Dati di etichettatura delle coordinate
────────────────
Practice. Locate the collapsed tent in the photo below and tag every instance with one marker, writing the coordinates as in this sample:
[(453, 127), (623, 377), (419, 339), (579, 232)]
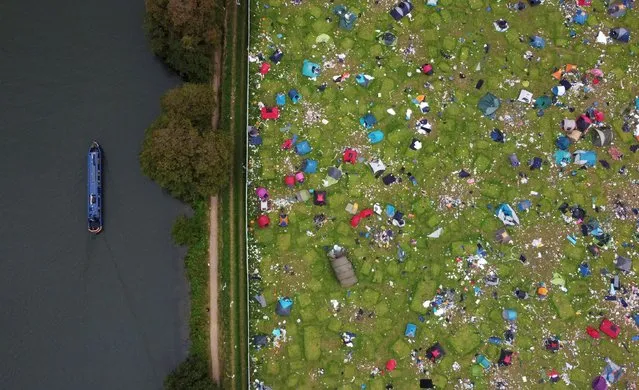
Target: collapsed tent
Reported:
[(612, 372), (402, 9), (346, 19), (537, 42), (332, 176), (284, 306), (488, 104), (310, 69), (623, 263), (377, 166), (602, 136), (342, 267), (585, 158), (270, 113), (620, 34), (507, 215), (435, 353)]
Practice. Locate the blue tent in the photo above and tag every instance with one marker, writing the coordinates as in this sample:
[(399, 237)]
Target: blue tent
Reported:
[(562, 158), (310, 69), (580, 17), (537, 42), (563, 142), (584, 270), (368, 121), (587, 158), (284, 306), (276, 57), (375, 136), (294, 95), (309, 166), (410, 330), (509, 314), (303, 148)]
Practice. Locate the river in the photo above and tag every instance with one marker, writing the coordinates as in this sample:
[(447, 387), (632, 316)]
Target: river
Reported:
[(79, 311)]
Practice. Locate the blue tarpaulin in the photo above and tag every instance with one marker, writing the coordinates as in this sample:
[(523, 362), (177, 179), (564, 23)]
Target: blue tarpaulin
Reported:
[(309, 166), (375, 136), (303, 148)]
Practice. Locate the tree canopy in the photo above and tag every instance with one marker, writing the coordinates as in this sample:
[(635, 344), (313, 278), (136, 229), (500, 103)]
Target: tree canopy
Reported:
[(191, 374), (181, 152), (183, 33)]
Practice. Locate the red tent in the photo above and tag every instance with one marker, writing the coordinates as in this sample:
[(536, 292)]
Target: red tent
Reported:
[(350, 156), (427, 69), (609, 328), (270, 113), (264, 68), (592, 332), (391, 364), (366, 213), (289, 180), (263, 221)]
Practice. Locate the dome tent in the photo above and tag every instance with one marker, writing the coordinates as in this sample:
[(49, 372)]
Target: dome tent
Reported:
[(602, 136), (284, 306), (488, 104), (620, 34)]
────────────────
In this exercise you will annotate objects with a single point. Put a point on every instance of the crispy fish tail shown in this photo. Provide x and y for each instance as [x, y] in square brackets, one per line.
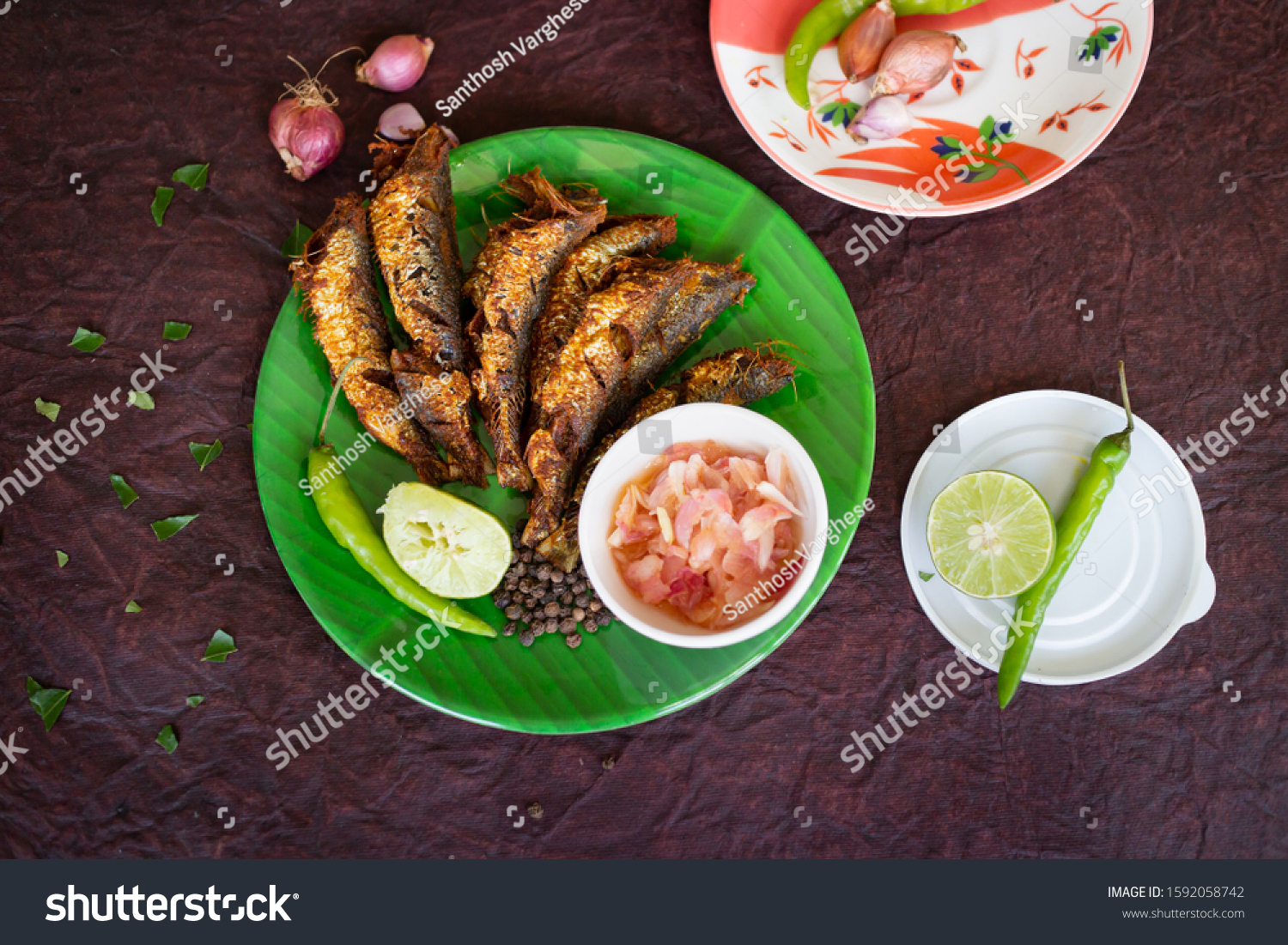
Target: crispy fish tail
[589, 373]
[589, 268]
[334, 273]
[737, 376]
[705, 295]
────────────────
**Esercizio scritto:** Per favore, riscrivi le righe dei record che cominciano da quella che contiene "Practice. Locate the tree" e finiscono con quella che contiene "[(602, 136), (284, 306), (488, 104), (620, 34)]", entrambe comprese e con le richieste incluse. Trasla di -35 ogni coordinata presente nelle risposte.

**La risposta:**
Practice. Locate the tree canopy in the photo above and tag every instance with one marker, writing the coordinates as in this sample:
[(635, 344), (313, 278), (136, 229), (500, 103)]
Target: tree canopy
Reported:
[(156, 339), (146, 117), (148, -2)]
Practice. Locate the red tent in the photo above and tag every instance with one marker, writing the coordinates as in this sample:
[(536, 292)]
Target: red tent
Reported:
[(315, 121), (392, 34), (574, 293), (235, 78), (229, 33), (557, 297), (356, 329), (331, 178), (254, 145), (228, 186)]
Practice. Locate the dome tent in the photo above and tag every instance with one marker, writing the coordinates as in this sample:
[(49, 372)]
Target: dome tent
Reported:
[(567, 101), (249, 271), (453, 69), (585, -1)]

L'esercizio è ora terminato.